BEIM NACHBARN IN EUROPA
In zahlreichen Staaten Europas gewann nach Ende des Zweiten Weltkriegs sukzessive die Auffassung Oberhand, dass körperliche Nötigungen schädlich für die Entwicklung der Kinder sind. Nicht zuletzt wissenschaftliche psychologische Erkenntnisse rieten dringend davon ab, weiterhin junge Menschen mit Körperstrafen zu sozialisieren, abzurichten. Danach ist gleichfalls körperliche Gewalt in Ländern wie Schweden, Island, Finnland, Dänemark, Norwegen, Österreich, Italien, Zypern, Kroatien, Israel untersagt. Lediglich in den Vereinigten Staaten von Amerika scheiterten Initiativen auf einen "gewaltfreie Kindererziehung" im Laufe der Jahrzehnte - nicht einmal, sondern immer wieder.
HILFE UND SCHUTZ
Auch wenn die Diskrepanz zwischen Gesetzestext und seiner gesellschaftlichen Wirklichkeit nichts an Schärfe, Dramatik, gar Endzeitstimmungen eingebüßt hat, verfügen mittlerweile deutsche Polizeidienststellen über speziell geschulte Einsatzkäfte. Sie können direkt telefonisch angefordert werden. Mit dem im Jahre 2002 eingeführten Gewaltschutzgesetz wurde den Opfern zudem Schutz ermöglicht. Ein Familiengericht entscheidet mittlerweile darüber, wie eine etwaige Eskalation verhindert werden kann. Wohnungsverbote, Kontaktverbote. Für viele Gewalttäter in ihren Familie bedeutet eine etwa gerichtlich verfügte Trennung Freiheitsstrafe auf lange Sicht oder Therapie. Dort lernen diese Männer - reichlich verspätet - die Dynamik ihre Gewaltexzesse emotional zu begreifen, Folgewirkungen auf ihre Frauen wie Kinder zu verstehen.

#### VORGEGEBENE DATEN
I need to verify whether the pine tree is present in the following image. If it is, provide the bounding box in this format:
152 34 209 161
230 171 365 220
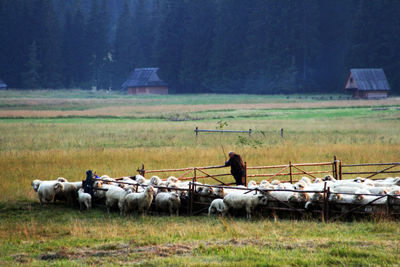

#### ZU BEARBEITENDE AUFGABEN
1. Erkläre in ein bis drei Sätzen, warum sich nach dem Text über Gewalt in Familien viele Staaten Europas von Körperstrafen für Kinder abgewandt haben.
2. Führe den Text über Gewalt in Familien im Anschluss an seinen letzten Satz weiter.
Die Auflistung ist eigenständiges Material und gehört nicht zum Text über Gewalt in Familien.

#### LÖSUNGEN JE AUFGABE
1. Nach dem Zweiten Weltkrieg setzte sich dort nach und nach die Auffassung durch, dass körperliche Nötigungen der Entwicklung von Kindern schaden. Zudem rieten wissenschaftliche psychologische Erkenntnisse dringend davon ab, junge Menschen weiterhin mit Körperstrafen zu sozialisieren.

2.
MISSHANDLUNGEN UND KEIN ENDE
Nach Erhebungen der im Zeitraum von 2003 bis 2005 verantwortlichen CDU-Familienministerin Ursula von der Leyen hat es in den letzten drei Jahren (2003-2006) laut Kriminalstatistik 2.900 Ereignisse von Kindesmisshandlungen gegeben, die Dunkelziffer sei allerdings weitaus höher. Es habe "Fälle sträflichen menschlichen Versagens" gegeben. Beherzt und zugleich ein wenig kleinlaut, haucht die Ministerin ins Berliner Hauptstadt-Mikrofon: "Wenn man den Eltern zehn Euro streicht, kriegt das Kind mehr Prügel. - Wir müssen solche Kinder aus den Familien herausnehmen."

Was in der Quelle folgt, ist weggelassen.